**Opdracht 1:**
Vertaal de zin "Daarbij vraagt de Raad tevens de term “eerste district” in artikel 44, onderdeel e, van het ontwerp, toe te lichten." uit de bron in het Engels.
**Opdracht 2:**
Welke termen staan in de bron tussen aanhalingstekens? Noem elke term één keer.
**Opdracht 3:**
Geef uit de bron letterlijk het stuk weer van "De Raad adviseert" tot en met "onderdelen b en c.".

De Raad adviseert in de memorie van toelichting nader toe te lichten wat onder “stadsdistrict” wordt begrepen en aan te geven of er reeds een landsbesluit, houdende algemene maatregelen, bestaat waarin de bebouwde kom ingevolge dit artikelonderdeel is aangewezen, en zo ja, de omschrijving daarvan. Daarbij vraagt de Raad tevens de term “eerste district” in artikel 44, onderdeel e, van het ontwerp, toe te lichten. De Raad wijst erop, dat zolang de “bebouwde kom” niet bij landsbesluit, houdende algemene maatregelen, is aangewezen, er geen beroep kan worden gedaan op diverse bepalingen in het ontwerp, bijvoorbeeld op artikel 28, eerste lid, aanhef en onderdelen b en c.
b. Voorschriften door de Minister van Justitie vastgesteld (artikel 5 van het ontwerp)

(Gegevens uit een verzameling gehaald)

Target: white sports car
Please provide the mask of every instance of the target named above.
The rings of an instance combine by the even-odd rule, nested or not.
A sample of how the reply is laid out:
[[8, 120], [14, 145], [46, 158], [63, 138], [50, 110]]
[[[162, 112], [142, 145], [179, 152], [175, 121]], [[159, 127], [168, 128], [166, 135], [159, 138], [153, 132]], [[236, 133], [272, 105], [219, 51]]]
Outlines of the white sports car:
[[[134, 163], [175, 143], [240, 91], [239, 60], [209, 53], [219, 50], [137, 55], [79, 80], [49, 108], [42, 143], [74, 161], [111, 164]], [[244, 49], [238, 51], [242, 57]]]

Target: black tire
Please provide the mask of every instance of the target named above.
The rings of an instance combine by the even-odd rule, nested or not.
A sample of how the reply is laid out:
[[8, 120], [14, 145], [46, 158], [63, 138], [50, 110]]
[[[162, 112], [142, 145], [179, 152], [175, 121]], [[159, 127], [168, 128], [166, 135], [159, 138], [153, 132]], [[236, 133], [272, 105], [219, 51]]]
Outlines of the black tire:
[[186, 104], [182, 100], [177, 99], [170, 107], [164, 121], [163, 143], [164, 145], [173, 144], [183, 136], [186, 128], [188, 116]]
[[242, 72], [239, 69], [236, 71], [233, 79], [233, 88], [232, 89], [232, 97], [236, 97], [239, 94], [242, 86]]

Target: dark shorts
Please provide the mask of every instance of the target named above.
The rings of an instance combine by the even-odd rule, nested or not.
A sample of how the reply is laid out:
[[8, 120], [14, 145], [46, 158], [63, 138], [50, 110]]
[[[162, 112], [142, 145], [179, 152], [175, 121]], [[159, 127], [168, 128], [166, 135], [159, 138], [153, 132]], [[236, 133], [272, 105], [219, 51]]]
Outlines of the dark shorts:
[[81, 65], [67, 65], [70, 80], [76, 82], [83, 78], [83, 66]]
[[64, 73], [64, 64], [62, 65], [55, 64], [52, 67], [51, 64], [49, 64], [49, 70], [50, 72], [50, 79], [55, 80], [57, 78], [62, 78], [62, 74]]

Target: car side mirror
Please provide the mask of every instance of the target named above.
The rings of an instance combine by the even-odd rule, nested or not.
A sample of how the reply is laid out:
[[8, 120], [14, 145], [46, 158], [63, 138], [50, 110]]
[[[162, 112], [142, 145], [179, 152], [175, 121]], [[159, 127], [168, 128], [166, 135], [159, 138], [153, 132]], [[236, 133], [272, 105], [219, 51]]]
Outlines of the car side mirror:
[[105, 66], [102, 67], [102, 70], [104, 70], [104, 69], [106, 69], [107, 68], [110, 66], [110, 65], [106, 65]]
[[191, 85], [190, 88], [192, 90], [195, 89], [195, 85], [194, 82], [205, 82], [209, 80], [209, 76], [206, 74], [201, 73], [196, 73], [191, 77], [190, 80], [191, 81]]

--

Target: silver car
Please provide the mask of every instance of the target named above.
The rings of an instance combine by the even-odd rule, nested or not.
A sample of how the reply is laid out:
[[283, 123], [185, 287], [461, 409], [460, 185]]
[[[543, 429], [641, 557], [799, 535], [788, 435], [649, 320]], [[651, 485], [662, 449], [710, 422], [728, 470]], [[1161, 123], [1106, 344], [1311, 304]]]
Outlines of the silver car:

**Schriftelijk antwoord 1:**
In addition, the Council also asks that the term “first district” in Article 44, part e, of the draft be explained.

**Schriftelijk antwoord 2:**
- stadsdistrict
- bebouwde kom
- eerste district

**Schriftelijk antwoord 3:**
De Raad adviseert in de memorie van toelichting nader toe te lichten wat onder “stadsdistrict” wordt begrepen en aan te geven of er reeds een landsbesluit, houdende algemene maatregelen, bestaat waarin de bebouwde kom ingevolge dit artikelonderdeel is aangewezen, en zo ja, de omschrijving daarvan. Daarbij vraagt de Raad tevens de term “eerste district” in artikel 44, onderdeel e, van het ontwerp, toe te lichten. De Raad wijst erop, dat zolang de “bebouwde kom” niet bij landsbesluit, houdende algemene maatregelen, is aangewezen, er geen beroep kan worden gedaan op diverse bepalingen in het ontwerp, bijvoorbeeld op artikel 28, eerste lid, aanhef en onderdelen b en c.